__Activity__: Pick out each line with the word "blue" from the material that follows.
--- Extracted material Enclosed Below ---
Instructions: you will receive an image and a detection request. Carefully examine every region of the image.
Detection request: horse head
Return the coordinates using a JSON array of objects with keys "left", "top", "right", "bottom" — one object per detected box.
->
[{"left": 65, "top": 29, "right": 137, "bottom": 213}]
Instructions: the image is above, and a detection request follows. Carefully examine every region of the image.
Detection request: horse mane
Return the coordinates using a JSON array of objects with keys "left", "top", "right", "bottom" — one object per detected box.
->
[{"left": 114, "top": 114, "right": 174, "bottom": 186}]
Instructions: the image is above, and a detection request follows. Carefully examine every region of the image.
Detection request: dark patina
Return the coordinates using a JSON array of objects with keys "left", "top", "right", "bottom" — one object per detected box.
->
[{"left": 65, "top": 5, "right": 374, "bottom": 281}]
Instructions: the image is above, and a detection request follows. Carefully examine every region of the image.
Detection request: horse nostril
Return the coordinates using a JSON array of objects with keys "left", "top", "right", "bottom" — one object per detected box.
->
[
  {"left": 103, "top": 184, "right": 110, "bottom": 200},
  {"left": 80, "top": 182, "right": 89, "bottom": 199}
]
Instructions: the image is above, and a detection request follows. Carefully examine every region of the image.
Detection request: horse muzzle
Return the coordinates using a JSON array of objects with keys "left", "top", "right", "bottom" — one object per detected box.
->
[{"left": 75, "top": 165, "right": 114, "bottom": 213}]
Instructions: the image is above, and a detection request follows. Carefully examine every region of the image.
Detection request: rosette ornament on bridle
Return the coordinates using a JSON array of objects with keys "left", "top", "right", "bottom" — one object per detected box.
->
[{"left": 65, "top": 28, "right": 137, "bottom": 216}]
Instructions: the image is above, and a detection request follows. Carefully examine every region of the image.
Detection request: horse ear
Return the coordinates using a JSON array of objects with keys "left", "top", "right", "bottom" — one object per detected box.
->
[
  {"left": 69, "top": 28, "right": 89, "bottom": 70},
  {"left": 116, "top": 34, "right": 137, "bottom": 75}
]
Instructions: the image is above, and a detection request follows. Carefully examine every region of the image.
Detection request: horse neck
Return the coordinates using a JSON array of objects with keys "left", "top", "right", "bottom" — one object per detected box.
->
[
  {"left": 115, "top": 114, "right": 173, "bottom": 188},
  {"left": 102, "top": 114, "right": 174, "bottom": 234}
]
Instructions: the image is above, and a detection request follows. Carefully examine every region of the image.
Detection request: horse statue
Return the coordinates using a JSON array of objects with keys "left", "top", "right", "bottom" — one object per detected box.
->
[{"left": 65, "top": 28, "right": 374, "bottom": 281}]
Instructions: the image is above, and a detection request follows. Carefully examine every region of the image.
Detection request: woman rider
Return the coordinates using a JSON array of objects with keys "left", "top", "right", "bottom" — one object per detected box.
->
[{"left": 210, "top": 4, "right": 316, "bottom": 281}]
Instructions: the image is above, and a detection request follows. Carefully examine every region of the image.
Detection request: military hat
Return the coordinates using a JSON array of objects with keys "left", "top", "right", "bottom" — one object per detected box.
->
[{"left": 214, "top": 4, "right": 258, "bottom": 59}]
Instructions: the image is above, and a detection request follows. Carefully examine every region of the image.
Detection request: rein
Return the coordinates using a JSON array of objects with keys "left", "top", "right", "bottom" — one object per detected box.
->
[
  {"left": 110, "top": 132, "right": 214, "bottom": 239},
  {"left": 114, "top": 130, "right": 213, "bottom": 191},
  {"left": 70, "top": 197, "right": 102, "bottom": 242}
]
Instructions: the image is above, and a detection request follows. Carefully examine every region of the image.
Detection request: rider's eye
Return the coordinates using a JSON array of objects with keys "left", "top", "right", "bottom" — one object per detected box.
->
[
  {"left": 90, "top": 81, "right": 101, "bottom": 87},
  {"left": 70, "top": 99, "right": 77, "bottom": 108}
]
--- End of Enclosed Extracted material ---
--- Extracted material Enclosed Below ---
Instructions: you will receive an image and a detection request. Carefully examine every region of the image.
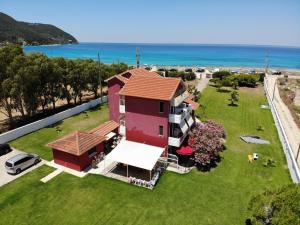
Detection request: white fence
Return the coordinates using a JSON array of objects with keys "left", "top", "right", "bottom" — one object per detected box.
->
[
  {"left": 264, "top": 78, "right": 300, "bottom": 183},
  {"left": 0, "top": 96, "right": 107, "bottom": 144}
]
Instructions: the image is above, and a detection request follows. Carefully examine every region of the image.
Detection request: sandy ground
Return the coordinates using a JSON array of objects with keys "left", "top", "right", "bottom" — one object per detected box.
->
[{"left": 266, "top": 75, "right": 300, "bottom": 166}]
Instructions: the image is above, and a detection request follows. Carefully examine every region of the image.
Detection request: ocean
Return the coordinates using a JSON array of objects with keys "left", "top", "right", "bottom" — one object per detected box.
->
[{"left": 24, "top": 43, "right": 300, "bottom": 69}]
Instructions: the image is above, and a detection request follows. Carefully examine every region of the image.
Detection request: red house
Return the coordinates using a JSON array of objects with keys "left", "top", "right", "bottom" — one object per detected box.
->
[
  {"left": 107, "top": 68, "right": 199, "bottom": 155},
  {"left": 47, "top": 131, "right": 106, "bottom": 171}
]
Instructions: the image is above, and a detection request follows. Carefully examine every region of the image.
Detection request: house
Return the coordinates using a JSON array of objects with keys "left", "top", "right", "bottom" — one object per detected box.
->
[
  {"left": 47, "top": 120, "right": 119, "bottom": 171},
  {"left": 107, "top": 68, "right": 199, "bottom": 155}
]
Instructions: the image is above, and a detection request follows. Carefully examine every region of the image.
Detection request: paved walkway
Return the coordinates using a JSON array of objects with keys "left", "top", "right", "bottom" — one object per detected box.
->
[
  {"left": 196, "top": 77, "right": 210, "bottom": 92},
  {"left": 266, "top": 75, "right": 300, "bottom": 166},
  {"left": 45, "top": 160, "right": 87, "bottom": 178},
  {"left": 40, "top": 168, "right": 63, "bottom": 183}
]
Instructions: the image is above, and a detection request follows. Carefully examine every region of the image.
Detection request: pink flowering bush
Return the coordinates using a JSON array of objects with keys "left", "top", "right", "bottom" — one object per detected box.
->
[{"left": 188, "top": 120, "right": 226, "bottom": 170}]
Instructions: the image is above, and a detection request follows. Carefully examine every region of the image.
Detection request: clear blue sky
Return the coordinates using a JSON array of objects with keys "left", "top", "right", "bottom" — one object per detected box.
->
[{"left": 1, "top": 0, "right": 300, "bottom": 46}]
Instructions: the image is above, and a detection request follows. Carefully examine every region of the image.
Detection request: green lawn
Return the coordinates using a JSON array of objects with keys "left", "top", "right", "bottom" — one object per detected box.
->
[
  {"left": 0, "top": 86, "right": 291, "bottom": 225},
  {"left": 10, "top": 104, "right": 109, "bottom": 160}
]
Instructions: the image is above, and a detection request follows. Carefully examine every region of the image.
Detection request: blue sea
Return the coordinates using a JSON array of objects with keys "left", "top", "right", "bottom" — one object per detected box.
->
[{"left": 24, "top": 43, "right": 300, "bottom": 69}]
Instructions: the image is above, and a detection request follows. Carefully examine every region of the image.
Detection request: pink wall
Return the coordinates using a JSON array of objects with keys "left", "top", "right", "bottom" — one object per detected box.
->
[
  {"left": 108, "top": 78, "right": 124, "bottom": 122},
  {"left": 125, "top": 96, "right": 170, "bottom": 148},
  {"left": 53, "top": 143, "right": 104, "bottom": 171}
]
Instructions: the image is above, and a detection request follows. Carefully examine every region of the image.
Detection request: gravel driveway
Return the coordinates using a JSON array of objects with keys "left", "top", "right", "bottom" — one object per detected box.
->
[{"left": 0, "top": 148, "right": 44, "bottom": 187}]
--- End of Enclosed Extracted material ---
__Solution to this exercise__:
Detection request: clear blue sky
Detection request: blue sea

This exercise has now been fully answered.